▶ [Assignment]
From the first line to the last, print the data exactly.

▶ [Material for this task]
%%

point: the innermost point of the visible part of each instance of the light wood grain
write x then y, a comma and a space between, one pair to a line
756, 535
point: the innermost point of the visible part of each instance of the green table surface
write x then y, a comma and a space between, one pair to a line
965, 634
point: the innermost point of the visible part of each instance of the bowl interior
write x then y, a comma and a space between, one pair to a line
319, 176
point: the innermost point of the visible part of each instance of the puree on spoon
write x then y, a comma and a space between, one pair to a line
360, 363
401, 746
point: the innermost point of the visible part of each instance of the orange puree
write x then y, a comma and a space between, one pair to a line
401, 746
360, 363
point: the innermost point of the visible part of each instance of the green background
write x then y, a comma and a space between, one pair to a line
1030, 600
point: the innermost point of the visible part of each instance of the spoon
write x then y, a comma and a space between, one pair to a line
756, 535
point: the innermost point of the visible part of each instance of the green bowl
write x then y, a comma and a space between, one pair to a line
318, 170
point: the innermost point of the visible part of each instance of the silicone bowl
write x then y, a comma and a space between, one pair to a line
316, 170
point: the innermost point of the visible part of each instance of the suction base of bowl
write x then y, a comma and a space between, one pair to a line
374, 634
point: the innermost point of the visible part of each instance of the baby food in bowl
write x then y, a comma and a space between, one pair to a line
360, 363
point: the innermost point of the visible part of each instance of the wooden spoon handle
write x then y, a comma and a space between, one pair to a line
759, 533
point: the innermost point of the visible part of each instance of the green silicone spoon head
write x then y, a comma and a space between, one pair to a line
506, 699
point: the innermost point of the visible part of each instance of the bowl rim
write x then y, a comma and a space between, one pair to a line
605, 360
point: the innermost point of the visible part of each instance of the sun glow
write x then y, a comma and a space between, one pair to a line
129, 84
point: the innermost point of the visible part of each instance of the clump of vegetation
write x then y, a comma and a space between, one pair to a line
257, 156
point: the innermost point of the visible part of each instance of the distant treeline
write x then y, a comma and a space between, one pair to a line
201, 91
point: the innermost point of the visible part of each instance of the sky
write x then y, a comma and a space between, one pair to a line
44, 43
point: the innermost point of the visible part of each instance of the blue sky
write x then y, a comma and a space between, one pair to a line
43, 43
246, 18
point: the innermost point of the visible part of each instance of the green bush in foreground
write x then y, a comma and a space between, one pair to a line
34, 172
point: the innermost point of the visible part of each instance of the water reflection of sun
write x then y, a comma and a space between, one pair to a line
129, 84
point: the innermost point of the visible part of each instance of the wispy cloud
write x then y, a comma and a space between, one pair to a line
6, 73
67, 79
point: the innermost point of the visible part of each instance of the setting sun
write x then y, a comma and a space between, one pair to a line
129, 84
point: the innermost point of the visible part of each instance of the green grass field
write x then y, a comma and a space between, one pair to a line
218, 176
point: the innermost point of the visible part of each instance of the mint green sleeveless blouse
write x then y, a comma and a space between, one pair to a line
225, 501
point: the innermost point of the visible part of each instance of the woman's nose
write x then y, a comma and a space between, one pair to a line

%%

▶ [Your solution]
point: the innermost point of the visible part of each instance of the light wood grain
write x then y, a comma and a space between, one pair to a line
756, 535
point: the innermost point of the visible part of each instance of the green table surface
write x then y, a comma and a space between, one pair to a line
965, 634
point: the innermost point of the visible part of each instance of the bowl interior
write x then y, a comma and a space between, one pair to a line
319, 176
point: the innermost point of the visible part of each instance of the puree on spoon
write x then y, a comma and a space between, one pair to a line
360, 363
401, 746
point: the innermost point of the visible part of each instance of the orange puree
write x then y, a comma and a space between, one pair to a line
401, 746
360, 363
point: the innermost point of the visible part of each instance of the green background
write x then y, a comma and a space between, one pair to a line
1030, 600
point: the innermost point of the visible part of each instance of the spoon
write x then y, a comma and a space between, one pair to a line
756, 535
point: the innermost point of the visible part of each instance of the green bowl
write x then y, a comma and a space between, one pair to a line
318, 170
point: the innermost point of the visible part of each instance of the silicone bowl
write x then y, a comma and a space between, one pair to a line
316, 170
point: the innermost point of the visible part of each instance of the suction base of bowl
write x then y, a comma and a space between, one pair to a line
374, 634
point: the innermost point of the visible part of each instance of the baby food in bowl
write x then y, a comma and a space between, one pair to a line
360, 363
point: the innermost point of the visible part of each instance of the wooden spoon handle
write x then y, a comma and a space between, one pair to a line
759, 533
point: the innermost point of the visible part of each instance of the green silicone spoon head
write x then y, a comma and a space between, one pair to a line
506, 699
point: the innermost point of the visible part of each instance of the bowl rim
write x then y, a comma and a space between, one pair to a line
605, 360
point: the innermost point of the visible part of each instance of the sun glow
write x then y, a comma and a space between, one pair to a line
129, 84
point: the innermost point of the visible part of each instance of the clump of vegetation
write x then y, a comma and a space between, one pair to a line
257, 156
point: the innermost point of the visible part of each instance of the distant treeline
write x then y, a comma and a space between, one pair to a line
201, 91
point: the innermost point of the visible part of each instance of the sky
write x then y, a comma and a space between, one pair to a line
44, 43
point: the innermost point of the visible part of each instance of the blue sky
write x then y, a comma and a space between, one pair to a line
43, 43
246, 18
point: the innermost point of the visible part of each instance of the green bush in foreground
write x then y, a comma and a space between, one pair to a line
34, 172
point: the innermost point of the visible part of each instance of the water reflection of sun
write x then y, a comma and a space between, one pair to a line
129, 84
point: the innermost point of the visible part of each instance of the wispy cloud
write x then y, a comma and a space between, one pair to a line
6, 73
67, 79
point: the innermost point of the visible part of each instance of the setting sun
write x then y, a comma and a space between, one pair to a line
129, 84
point: the innermost point of the visible part of each instance of the green grass field
write x then y, a comma and a space between, one pair to a line
218, 176
point: the innermost point of the visible part of each instance of the mint green sleeveless blouse
write x then y, a comma and a space between, one pair to a line
225, 501
point: the innermost point of the visible part of each instance of the woman's nose
write x then y, a comma and a space between, one pair to a line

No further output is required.